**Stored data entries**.
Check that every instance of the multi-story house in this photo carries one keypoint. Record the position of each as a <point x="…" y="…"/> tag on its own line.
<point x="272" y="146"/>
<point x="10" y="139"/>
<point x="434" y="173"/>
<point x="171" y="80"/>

**EXERCISE DIRECTIONS**.
Transcribe the records above exactly, keeping every line.

**RESULT BELOW**.
Check that every instance of the multi-story house in this photo carries one keypoint. Record the position of each as a <point x="…" y="…"/> tag on its own line.
<point x="272" y="146"/>
<point x="10" y="139"/>
<point x="434" y="173"/>
<point x="171" y="80"/>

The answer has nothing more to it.